* TASK DIRECTIONS
The lines from the start of the records through the one containing "of the large" are to be transcribed exactly, and nothing else.

───── DATA

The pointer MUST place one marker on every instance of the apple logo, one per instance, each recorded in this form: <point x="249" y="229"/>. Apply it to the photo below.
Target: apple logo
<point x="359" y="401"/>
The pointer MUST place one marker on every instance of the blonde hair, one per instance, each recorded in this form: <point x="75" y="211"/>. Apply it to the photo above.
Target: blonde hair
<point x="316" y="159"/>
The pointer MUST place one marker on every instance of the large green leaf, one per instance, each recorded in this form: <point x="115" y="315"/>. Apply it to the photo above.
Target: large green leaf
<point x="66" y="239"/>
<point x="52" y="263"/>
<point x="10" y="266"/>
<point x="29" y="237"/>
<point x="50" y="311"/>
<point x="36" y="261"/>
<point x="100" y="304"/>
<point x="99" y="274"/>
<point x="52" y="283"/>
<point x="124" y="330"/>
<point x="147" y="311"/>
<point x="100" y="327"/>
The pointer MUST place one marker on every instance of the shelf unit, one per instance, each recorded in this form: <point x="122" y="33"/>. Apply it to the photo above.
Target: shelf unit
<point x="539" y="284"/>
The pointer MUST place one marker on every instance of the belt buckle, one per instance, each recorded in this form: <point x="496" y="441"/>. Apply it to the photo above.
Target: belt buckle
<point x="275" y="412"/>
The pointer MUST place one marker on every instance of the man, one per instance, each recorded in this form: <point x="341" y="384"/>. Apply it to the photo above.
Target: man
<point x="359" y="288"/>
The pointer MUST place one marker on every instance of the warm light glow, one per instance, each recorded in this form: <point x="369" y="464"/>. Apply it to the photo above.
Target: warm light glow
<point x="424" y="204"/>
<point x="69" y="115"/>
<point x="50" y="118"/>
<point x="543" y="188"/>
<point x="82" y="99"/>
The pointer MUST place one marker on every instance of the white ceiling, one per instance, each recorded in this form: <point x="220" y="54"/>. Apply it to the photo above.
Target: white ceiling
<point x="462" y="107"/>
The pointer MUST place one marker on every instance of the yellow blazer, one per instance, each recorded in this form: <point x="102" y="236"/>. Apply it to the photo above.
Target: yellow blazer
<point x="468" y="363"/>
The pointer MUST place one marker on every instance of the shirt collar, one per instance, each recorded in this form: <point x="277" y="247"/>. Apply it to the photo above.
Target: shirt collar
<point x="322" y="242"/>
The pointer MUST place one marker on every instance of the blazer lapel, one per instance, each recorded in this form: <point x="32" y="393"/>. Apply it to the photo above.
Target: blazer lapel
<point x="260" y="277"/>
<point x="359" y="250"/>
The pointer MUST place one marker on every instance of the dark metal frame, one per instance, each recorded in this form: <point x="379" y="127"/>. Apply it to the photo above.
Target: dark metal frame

──────────

* EXERCISE RESULT
The pointer MUST place one marker on every instance of the apple logo, one per instance, each recorded in this form: <point x="249" y="229"/>. Apply it to the photo below.
Target: apple logo
<point x="359" y="401"/>
The pointer MUST place one marker on every instance of the blonde hair, one per instance, each recorded in this form: <point x="75" y="211"/>. Apply it to the photo above.
Target: blonde hair
<point x="316" y="159"/>
The pointer MUST place one marker on every instance of the large green leaf, one per instance, each recorded in this form: <point x="115" y="315"/>. Apply it to the photo above.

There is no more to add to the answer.